Records:

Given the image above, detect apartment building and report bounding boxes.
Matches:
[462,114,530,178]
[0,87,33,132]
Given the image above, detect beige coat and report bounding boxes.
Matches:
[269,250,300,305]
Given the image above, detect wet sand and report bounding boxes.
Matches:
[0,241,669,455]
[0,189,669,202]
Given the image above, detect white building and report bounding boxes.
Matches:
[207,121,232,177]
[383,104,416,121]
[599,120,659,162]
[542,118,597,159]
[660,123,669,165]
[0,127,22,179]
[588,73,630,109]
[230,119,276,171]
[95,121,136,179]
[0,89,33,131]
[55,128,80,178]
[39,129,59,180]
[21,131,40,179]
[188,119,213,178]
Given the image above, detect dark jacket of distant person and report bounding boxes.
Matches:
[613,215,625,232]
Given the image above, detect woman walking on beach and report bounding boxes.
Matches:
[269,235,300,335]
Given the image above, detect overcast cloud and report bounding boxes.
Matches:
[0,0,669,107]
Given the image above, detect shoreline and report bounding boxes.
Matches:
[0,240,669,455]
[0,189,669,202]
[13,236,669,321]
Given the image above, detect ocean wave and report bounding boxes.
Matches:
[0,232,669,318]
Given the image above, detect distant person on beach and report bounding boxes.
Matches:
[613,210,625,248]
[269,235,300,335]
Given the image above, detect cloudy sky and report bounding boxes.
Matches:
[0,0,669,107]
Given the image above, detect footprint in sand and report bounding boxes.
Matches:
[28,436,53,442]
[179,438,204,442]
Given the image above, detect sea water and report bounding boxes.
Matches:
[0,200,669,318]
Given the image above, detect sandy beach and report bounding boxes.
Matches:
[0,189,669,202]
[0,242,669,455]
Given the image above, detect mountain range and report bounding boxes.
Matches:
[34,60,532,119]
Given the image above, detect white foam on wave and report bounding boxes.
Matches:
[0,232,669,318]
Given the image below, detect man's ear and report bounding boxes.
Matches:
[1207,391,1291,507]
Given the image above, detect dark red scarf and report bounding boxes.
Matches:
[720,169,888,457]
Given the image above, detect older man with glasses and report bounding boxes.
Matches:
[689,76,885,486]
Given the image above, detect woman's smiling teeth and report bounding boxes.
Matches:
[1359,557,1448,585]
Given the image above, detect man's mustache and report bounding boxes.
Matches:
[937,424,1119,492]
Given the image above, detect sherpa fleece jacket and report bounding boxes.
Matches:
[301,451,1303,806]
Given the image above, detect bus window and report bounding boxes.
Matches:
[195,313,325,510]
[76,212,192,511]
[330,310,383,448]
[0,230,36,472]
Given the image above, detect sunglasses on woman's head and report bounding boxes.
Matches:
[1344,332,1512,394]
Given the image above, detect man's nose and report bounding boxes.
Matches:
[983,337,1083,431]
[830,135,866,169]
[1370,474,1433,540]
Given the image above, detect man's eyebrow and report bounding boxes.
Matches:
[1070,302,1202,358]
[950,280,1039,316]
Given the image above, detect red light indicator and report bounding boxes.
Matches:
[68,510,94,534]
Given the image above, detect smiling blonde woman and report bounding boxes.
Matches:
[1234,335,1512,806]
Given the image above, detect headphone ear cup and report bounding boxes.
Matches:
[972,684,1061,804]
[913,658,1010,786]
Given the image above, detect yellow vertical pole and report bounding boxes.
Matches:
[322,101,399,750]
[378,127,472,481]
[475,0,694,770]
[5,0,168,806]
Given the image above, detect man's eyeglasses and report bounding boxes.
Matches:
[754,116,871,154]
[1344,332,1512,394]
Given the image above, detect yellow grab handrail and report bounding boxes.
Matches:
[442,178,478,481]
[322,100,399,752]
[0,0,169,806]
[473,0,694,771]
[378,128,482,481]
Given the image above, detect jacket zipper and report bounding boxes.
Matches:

Request: Rewrite the items from the first line through the line containing "[269,250,300,305]", replacing "beige coat" with "tan coat" and leaving everything else unchanged. Give only those lines.

The completed task:
Given the image above, detect apartment building and report bounding boxes.
Matches:
[462,114,530,178]
[0,87,33,132]
Given the image above, detect tan coat and report bounding boxes.
Matches:
[269,250,300,305]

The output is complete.